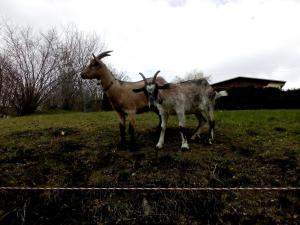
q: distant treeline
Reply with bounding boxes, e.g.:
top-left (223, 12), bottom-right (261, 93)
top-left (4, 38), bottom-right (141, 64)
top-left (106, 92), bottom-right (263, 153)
top-left (216, 87), bottom-right (300, 109)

# TASK:
Can you give the lines of the rows above as a Markdown table with the columns Line and Text, numbering each line and skipping blank ones? Leave the pictures out of the answer.

# FULL SOLUTION:
| Line | Text |
|---|---|
| 1 | q: distant treeline |
| 2 | Reply with bounding boxes, e.g.: |
| 3 | top-left (223, 12), bottom-right (261, 93) |
| 4 | top-left (4, 38), bottom-right (141, 64) |
| 5 | top-left (106, 92), bottom-right (263, 153) |
| 6 | top-left (216, 87), bottom-right (300, 109) |